Input data:

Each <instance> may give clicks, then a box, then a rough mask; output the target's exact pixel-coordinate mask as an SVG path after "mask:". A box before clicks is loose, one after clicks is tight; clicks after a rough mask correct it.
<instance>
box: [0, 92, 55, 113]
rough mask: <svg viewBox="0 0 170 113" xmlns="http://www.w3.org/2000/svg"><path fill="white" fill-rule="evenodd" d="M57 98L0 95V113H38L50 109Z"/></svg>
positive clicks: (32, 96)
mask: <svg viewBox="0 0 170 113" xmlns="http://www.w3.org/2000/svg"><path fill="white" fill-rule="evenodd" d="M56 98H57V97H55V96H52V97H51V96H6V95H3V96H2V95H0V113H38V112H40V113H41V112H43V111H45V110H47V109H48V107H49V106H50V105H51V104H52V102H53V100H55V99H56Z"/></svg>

Try it: Please find each line in the records above that holds the word "rough", and copy it.

Solved exercise:
Each <instance> may give clicks, then a box, then a rough mask; output the target's exact pixel-coordinate mask as an SVG path after "mask:". A box before clicks is loose, one after clicks is tight; clicks after a rough mask correct it.
rough mask: <svg viewBox="0 0 170 113" xmlns="http://www.w3.org/2000/svg"><path fill="white" fill-rule="evenodd" d="M57 98L0 95V113H38L50 109Z"/></svg>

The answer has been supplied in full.